[Stored data entries]
++++++

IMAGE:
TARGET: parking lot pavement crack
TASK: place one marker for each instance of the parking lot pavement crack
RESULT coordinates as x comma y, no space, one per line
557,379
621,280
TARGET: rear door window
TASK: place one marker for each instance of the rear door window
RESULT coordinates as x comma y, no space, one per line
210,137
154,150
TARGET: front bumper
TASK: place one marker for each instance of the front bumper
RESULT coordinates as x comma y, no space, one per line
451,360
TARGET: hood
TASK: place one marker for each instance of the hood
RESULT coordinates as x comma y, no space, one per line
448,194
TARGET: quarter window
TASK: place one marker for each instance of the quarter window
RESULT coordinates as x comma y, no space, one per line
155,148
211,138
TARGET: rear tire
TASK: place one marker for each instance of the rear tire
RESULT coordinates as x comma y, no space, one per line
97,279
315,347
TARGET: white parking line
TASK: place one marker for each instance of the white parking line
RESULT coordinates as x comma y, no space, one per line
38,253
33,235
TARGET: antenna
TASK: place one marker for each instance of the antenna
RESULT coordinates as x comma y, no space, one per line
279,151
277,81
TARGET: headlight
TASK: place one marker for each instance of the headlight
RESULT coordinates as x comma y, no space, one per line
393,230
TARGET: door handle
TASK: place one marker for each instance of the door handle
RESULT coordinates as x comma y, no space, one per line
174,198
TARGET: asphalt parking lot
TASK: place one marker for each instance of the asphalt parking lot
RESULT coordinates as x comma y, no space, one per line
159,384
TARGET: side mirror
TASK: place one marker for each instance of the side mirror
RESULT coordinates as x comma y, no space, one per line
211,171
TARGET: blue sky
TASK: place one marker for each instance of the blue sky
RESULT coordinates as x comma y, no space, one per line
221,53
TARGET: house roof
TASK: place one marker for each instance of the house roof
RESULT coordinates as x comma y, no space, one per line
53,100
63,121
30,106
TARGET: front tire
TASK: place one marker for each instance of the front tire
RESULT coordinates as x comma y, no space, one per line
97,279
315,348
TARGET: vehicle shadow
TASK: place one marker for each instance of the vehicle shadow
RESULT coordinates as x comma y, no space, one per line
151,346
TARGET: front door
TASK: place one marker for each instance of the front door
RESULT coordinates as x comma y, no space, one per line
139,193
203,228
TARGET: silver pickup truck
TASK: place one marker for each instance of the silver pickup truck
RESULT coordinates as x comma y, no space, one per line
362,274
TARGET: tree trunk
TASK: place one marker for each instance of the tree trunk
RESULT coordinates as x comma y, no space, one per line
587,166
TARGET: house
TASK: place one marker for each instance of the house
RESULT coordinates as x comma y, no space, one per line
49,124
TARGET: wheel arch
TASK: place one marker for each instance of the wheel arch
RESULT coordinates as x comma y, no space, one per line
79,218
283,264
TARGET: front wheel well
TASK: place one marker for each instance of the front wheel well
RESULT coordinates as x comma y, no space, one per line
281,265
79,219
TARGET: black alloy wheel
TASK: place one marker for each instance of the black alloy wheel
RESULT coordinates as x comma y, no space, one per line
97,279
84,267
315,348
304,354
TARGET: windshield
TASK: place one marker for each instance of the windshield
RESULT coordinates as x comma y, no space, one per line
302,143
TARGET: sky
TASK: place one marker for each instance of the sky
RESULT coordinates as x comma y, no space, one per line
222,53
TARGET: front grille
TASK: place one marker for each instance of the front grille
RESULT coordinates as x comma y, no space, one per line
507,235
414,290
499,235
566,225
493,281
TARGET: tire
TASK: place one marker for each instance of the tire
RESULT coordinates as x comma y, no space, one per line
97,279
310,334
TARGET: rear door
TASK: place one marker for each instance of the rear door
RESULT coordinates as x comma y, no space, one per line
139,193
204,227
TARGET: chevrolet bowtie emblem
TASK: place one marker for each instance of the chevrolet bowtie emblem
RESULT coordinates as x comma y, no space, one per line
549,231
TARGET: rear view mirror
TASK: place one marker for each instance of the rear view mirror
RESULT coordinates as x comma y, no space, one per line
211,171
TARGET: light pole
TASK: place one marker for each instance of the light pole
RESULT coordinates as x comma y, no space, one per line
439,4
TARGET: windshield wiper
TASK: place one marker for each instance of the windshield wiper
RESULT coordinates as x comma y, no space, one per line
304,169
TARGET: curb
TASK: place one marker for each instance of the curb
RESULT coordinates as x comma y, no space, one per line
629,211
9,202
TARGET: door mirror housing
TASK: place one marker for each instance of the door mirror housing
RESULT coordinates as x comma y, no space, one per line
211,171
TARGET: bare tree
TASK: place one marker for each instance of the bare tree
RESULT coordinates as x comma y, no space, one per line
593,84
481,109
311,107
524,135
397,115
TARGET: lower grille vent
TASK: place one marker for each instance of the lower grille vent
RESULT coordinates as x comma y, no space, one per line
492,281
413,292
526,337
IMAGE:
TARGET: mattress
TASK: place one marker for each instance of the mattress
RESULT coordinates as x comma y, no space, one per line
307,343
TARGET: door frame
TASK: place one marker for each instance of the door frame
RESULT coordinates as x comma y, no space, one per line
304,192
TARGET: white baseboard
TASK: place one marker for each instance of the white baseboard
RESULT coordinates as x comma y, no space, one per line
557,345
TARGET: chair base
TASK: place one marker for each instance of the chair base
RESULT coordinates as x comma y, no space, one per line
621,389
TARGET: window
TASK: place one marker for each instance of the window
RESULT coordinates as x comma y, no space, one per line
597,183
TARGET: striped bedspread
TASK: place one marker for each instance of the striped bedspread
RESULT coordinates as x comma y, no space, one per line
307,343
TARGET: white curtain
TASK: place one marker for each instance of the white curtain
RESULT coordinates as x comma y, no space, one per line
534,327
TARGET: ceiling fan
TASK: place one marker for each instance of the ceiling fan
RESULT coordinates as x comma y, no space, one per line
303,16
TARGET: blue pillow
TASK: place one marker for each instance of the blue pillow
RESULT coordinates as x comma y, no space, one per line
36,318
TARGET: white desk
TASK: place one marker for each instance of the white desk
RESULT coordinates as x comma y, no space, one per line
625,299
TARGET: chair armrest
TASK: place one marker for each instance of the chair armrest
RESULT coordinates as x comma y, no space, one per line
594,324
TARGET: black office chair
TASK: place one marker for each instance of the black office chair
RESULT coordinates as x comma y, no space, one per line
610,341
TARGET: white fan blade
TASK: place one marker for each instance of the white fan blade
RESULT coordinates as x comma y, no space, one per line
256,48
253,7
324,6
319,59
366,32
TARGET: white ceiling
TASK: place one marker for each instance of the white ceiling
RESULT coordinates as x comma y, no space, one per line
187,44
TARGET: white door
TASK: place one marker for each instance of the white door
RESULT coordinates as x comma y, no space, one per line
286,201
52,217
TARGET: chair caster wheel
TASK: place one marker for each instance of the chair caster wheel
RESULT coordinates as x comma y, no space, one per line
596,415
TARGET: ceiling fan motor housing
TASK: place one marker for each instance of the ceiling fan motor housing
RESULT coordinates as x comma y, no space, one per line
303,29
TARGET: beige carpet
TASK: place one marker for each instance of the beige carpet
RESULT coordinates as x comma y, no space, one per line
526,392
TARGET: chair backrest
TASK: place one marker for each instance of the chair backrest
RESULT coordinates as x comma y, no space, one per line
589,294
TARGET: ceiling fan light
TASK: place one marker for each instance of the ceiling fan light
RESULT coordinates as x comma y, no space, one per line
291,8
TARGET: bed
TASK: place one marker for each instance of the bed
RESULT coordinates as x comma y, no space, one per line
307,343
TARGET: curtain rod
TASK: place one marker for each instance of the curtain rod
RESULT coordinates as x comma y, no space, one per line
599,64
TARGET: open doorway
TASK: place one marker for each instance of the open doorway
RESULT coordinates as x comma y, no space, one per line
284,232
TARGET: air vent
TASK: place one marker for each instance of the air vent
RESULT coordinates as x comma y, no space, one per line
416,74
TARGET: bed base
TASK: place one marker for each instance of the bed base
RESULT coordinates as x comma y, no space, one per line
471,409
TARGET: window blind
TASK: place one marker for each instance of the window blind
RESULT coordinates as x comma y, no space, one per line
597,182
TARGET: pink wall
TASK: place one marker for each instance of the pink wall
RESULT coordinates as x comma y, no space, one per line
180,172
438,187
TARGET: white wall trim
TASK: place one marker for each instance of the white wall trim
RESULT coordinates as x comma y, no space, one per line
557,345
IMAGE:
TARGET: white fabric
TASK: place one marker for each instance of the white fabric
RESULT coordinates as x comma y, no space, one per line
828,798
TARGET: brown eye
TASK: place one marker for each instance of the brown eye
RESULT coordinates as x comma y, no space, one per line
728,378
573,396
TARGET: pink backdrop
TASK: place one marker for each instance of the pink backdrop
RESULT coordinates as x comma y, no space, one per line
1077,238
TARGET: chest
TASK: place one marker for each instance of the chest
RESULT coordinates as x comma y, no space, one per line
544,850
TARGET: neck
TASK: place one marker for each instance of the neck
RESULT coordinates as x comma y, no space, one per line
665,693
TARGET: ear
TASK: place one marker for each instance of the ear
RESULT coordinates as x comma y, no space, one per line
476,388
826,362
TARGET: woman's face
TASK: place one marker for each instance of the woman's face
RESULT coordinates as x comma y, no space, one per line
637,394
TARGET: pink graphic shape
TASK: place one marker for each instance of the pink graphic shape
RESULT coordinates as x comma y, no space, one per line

++++++

[What the exercise asks] Through the last line of the entries above, beginning at the line containing "TARGET: pink backdrop", transcribe each line exactly, both ends included and nothing more.

[Solved exercise]
TARGET: pink backdrop
TASK: place one marker for each instance of the pink backdrop
RESULT coordinates as x comma y, no space, one per line
1077,238
TARGET: chest
TASK: place one marker for each instance of the chest
RESULT coordinates as x comma y, no space, one per line
544,850
TARGET: neck
TASK: place one marker for each instance of the neck
RESULT coordinates as x comma y, no space, one per line
665,693
TARGET: ear
TASK: place one marker for each instance of the ear
RESULT coordinates as x comma y, no space, one per line
476,388
826,362
TARGET: woman's face
TASK: place one marker for each instance of the woman's face
RESULT coordinates as x comma y, no space, one per line
637,394
TARGET: pink graphic shape
TASK: place one marker for each instance of the pink graphic shape
RESULT coordinates as x comma y, no space, one per line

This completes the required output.